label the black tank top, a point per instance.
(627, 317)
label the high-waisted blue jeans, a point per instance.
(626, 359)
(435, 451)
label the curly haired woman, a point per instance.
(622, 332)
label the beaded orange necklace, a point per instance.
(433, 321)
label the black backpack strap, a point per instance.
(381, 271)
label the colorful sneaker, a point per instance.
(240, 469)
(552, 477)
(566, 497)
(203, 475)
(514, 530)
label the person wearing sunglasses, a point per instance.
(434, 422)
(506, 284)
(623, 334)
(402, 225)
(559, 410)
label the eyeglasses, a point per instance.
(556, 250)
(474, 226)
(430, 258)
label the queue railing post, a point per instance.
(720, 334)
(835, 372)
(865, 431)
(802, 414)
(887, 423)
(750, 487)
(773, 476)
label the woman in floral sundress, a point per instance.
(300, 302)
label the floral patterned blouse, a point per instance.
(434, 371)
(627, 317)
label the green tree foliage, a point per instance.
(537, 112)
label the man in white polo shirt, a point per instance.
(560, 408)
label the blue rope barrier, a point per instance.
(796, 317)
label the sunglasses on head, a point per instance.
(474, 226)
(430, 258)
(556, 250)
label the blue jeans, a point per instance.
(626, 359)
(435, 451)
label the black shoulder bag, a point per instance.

**REQUIREMENT**. Rescale the data above by writing out every line again, requests included. Multiply each coordinate in the answer points by 1.85 and round it to a whole number, with halves rounded up.

**SOLUTION**.
label the black tank top, a point per instance.
(1160, 586)
label the high-waisted blue jeans, a point per instance.
(1158, 664)
(805, 834)
label the curly haired woman, a point per instance.
(1151, 614)
label the beaded orange necklace, a point per instance.
(801, 594)
label the black backpack strap, a point per instance.
(705, 501)
label the colorful sneaker, a point per instance.
(444, 868)
(1021, 882)
(1047, 919)
(376, 879)
(951, 981)
label the person wearing sunglasses, a point per instance.
(803, 781)
(936, 525)
(1153, 618)
(744, 416)
(1034, 759)
label the eyeglasses, a point per instance.
(1029, 463)
(877, 418)
(796, 477)
label the queue railing post, a point per instance.
(1332, 618)
(1545, 688)
(1600, 797)
(1484, 766)
(1641, 783)
(1388, 901)
(1430, 881)
label the woman in floral sundress, a point per instance.
(555, 559)
label the floral patterned blouse, a point per instance.
(803, 686)
(1160, 586)
label the green tree foliage, a point per instance.
(993, 207)
label the man in white polo shirt, a point per instance.
(1036, 755)
label the blue rope barrier, a point per instance.
(1473, 586)
label the sunglasses on head, a point per instance.
(877, 418)
(796, 477)
(1029, 463)
label the blue jeans, a point per instance.
(1158, 664)
(805, 834)
label the black shoulder bag, a point per instance.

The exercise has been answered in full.